_Material provided_.
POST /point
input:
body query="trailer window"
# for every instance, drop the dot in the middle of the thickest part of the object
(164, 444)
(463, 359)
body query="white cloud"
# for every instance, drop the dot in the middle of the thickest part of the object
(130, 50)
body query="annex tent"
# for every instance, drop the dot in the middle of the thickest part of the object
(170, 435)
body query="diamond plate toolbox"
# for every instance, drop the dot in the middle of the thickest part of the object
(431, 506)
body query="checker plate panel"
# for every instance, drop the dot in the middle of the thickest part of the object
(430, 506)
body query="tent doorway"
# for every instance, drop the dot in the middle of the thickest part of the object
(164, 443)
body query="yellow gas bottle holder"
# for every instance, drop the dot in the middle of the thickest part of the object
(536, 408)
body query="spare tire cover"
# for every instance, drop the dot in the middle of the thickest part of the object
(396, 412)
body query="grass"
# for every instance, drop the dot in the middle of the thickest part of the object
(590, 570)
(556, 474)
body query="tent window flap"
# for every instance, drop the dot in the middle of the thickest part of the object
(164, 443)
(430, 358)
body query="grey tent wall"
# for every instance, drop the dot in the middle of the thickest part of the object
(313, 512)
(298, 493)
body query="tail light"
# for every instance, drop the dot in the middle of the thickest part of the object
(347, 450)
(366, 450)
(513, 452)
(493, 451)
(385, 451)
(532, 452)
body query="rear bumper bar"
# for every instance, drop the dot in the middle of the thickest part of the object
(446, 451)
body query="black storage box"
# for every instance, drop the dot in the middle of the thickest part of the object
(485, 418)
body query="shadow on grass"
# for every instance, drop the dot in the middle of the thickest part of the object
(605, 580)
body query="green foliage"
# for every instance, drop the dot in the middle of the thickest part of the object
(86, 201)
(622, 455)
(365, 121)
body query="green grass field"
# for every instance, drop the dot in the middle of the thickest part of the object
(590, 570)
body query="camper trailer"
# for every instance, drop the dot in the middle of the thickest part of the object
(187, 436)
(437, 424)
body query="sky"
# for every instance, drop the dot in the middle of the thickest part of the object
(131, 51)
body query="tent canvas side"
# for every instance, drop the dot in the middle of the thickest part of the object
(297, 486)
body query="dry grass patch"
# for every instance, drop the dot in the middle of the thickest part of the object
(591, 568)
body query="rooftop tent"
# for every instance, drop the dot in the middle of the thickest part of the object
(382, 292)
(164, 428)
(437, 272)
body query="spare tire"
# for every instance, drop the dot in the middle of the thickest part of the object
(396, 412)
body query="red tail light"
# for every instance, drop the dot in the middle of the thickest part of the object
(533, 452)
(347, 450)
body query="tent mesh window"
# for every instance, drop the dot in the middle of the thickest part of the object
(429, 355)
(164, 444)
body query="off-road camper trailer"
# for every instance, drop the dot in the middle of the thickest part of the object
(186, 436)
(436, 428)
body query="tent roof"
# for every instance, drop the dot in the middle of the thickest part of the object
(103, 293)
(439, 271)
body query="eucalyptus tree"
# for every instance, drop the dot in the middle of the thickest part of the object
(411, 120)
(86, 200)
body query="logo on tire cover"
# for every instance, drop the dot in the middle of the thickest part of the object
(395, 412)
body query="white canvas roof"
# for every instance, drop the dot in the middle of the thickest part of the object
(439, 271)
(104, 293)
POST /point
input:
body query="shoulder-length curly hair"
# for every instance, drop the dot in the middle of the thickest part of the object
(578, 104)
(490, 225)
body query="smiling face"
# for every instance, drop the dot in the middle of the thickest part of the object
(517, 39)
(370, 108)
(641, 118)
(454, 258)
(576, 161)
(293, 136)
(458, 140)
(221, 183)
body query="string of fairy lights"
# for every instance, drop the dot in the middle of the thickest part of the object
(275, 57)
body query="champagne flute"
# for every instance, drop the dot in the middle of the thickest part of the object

_What you need to do_. Transcribe every entry exactly, omitting nothing.

_Completed exercise_.
POST /point
input:
body query="trailer window"
# for every instance, drop the dot in the middle of the thickest part of the object
(164, 444)
(463, 359)
body query="white cloud"
# for every instance, drop the dot in the middle of the thickest part of the object
(130, 50)
body query="annex tent"
# for every instance, drop the dot in the middle of the thickest part of the object
(170, 435)
body query="diamond plate toolbox"
# for every instance, drop the dot in the middle of the thickest part of the object
(431, 506)
body query="checker plate panel"
# for every instance, drop the dot in the middle of the thickest part of the object
(430, 506)
body query="tent doorway"
# for every instance, drop the dot in the middle of the thickest part of the object
(164, 443)
body query="yellow gas bottle holder"
# for every instance, drop the dot in the middle of the thickest part of the object
(536, 408)
body query="spare tire cover"
# for every instance, drop the dot in the middle of the thickest part of the object
(396, 412)
body query="grass"
# for every instance, drop the dot in the middle of the thickest part of the object
(590, 570)
(556, 474)
body query="tent window flap"
# for every instance, drop the dot in the middle of the thickest part of the object
(164, 443)
(430, 358)
body query="grey tent wall"
# for every instance, drop the dot in the middle of the thickest part of the object
(313, 512)
(298, 493)
body query="tail light"
# for every instance, drop the dot in the middle of the thickest part of the object
(347, 450)
(366, 450)
(513, 452)
(493, 451)
(385, 451)
(532, 452)
body query="rear bumper bar"
# for every instance, drop the dot in the middle of the thickest part of the object
(446, 451)
body query="black storage box"
# for every instance, drop the dot in the middle of the thickest part of the object
(485, 418)
body query="shadow on grass"
# for every instance, drop the dot in the middle of the thickest part of the object
(605, 580)
body query="green foliage"
# for every instance, drop the dot in the middle of the thickest part of the object
(86, 201)
(622, 455)
(365, 121)
body query="green grass field"
# for every instance, drop the dot in the middle of the thickest part of the object
(590, 570)
body query="camper trailer"
# for every instance, drop the dot in the middle of the thickest part of the object
(187, 436)
(437, 424)
body query="sky"
# for every instance, drop the dot in the middle of the thickest part of the object
(131, 51)
body query="tent canvas side"
# for every instance, drop the dot in the middle of the thickest part of the object
(297, 486)
body query="dry grass patch"
# for every instance, drop the dot in the middle of the thickest part of the object
(591, 568)
body query="rooftop tent"
# for every instance, drop the dot in the middle of the thickest part of the object
(382, 292)
(164, 428)
(437, 272)
body query="spare tire"
# for every instance, drop the dot in the middle of the thickest part of the object
(396, 412)
body query="red tail light"
# for every instance, drop the dot in the middle of the thickest part of the object
(533, 452)
(347, 450)
body query="tent mesh window"
# for every instance, drop the dot in the middle of the thickest part of the object
(429, 355)
(164, 444)
body query="off-road camper trailer"
# for every instance, drop the dot in the middle of the thickest part of the object
(186, 436)
(436, 428)
body query="tent roof"
# for every instance, drop the dot in the middle of the thickest part of the object
(103, 293)
(439, 271)
body query="eucalyptus tree"
# for every instance, drop the dot in the middle of the thickest part of the object
(411, 120)
(86, 200)
body query="logo on tire cover"
# for every instance, drop the dot in the middle of the thickest part of the object
(395, 412)
body query="white canvas roof"
# for every instance, drop the dot in the middle of the thickest part of the object
(439, 271)
(104, 293)
POST /point
input:
body query="shoulder-length curly hair"
# for every instance, drop the dot in the middle of the thickest part of the object
(578, 104)
(490, 225)
body query="smiling face"
# for every instance, drop the dot in the middle of the thickest part of the object
(517, 39)
(370, 108)
(641, 118)
(454, 258)
(576, 161)
(293, 136)
(458, 140)
(221, 183)
body query="string of fairy lights"
# for every instance, drop the dot in the middle of the thickest part of the object
(275, 57)
body query="champagne flute"
# for every instance, drop the dot in the middle of the thickest part of the object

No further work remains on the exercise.